• _Exercise description_:
Pick out each line in the listing below that contains the word "foliage", and copy those lines in full.

• _Provided records_:
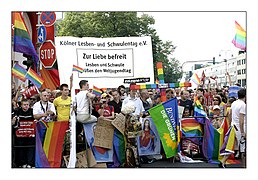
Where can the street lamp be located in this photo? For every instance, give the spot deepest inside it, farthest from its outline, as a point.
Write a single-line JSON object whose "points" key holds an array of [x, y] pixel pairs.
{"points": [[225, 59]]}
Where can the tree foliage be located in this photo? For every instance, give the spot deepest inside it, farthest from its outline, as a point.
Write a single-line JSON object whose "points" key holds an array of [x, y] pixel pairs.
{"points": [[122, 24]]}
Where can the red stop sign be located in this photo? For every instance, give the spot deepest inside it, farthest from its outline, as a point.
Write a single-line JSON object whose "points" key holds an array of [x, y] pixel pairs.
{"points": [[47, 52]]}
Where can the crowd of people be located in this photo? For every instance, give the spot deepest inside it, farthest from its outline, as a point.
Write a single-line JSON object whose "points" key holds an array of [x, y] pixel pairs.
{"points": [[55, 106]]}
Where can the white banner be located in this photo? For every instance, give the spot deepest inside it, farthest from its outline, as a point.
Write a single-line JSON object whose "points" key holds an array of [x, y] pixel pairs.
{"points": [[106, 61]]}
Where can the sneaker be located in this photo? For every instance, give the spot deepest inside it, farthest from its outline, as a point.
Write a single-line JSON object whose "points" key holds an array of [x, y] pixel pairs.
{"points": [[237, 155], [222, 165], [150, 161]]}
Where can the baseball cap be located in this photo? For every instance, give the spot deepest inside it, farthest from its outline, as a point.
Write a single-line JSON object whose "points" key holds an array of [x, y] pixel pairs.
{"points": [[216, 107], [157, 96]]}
...
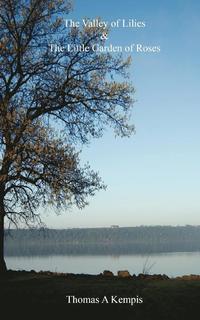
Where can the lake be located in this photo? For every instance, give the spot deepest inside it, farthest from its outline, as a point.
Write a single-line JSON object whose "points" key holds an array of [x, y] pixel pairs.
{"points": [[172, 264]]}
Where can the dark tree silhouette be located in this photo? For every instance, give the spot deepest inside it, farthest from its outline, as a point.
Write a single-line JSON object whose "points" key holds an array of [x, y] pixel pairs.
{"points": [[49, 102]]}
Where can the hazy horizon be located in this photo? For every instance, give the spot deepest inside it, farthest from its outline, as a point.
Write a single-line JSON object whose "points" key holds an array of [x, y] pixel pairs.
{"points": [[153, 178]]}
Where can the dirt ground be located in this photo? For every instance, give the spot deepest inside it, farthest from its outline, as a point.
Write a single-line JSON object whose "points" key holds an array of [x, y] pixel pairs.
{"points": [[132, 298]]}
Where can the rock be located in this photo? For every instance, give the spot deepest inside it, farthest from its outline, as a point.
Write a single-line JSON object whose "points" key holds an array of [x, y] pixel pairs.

• _Answer to this task_:
Where can the tree foliage be located in this photo? For every instance, give the spot deepest inside it, farthest from its outline, as a point.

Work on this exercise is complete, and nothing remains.